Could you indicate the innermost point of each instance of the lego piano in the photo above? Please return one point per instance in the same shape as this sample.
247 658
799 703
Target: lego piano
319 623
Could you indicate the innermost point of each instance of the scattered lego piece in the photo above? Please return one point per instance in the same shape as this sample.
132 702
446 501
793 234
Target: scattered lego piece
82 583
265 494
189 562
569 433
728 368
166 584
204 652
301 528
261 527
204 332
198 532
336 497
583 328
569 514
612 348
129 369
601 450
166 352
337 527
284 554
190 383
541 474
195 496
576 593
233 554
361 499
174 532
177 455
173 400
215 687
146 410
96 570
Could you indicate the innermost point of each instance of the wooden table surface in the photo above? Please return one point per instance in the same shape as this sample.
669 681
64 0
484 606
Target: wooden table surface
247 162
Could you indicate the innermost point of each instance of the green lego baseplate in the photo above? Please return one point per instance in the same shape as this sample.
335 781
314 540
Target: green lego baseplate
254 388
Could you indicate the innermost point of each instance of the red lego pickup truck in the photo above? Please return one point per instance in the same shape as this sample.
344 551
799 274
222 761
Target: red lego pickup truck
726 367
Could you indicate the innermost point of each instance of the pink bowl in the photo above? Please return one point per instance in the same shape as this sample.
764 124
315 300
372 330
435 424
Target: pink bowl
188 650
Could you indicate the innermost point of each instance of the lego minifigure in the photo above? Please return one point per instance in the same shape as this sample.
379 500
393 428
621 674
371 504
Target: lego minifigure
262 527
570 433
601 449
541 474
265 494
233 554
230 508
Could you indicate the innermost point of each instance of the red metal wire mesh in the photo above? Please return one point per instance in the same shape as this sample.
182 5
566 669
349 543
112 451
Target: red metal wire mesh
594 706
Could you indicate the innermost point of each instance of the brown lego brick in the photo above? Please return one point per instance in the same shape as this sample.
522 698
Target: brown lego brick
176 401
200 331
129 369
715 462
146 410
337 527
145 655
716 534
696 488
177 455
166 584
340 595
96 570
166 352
____________
**What is needed**
Please output the listing in full, exactly as it was given above.

**Exercise result**
Could you indicate the innermost point of each instance of the lego piano in the photo above? Please return one point per instance in the same shape as this sample.
247 658
799 703
Target: lego piano
319 623
Could you indicate the innermost point of each instance of the scattered lego piece in the photo above? Please return one point per instance in the same shape as this sample.
132 702
446 501
793 234
Target: scattered lego piece
82 583
265 494
189 562
569 433
728 368
166 584
204 652
301 528
261 527
204 332
198 532
336 497
583 328
569 514
612 348
129 369
601 450
166 352
337 527
284 554
190 383
541 474
195 496
576 593
233 554
361 499
174 532
177 455
173 400
215 687
146 410
96 570
Could you indicate the innermost point of each instance of the wooden table surface in the photo above? Please return one point per instance in the same shape as this sample.
669 681
64 0
484 606
Target: wooden table surface
247 162
Could you indicate the innermost point of each instance of the green lego baseplate in the photo above? Please return one point per instance in the same shape as this sample.
335 781
314 540
Target: green lego baseplate
254 388
Could you indicate the innermost point of each instance of the red lego pickup truck in the photo above? Please return one point per instance in the same shape as this sample.
344 551
799 274
222 761
Target: red lego pickup truck
726 367
Could you indicate the innermost point of each instance of the pink bowl in the photo above? Please return one point per instance in the same shape as this sample.
764 124
315 300
372 330
435 424
Target: pink bowl
188 650
Could you indicate the innermost point of each instance of the lego minifigure in the photo above? Please return one point per instance in the same shape as this sample.
379 500
393 428
621 674
371 504
Target: lego minifigure
262 527
570 433
601 449
541 474
265 494
233 554
230 508
Could you indicate the innermost point of each instance of the red metal wire mesh in the photo above? Please return one point per instance in the same shape as this sample.
182 5
566 669
349 543
112 451
Target: red metal wire mesh
594 706
Could you indicate the innermost point of each instance of the brown lego brick in the photo above? Please return one point per instance in the same shape as this sample.
522 698
Target: brown lego brick
176 401
200 331
129 369
715 462
146 410
337 527
145 655
716 534
696 488
177 455
166 584
340 595
96 570
166 352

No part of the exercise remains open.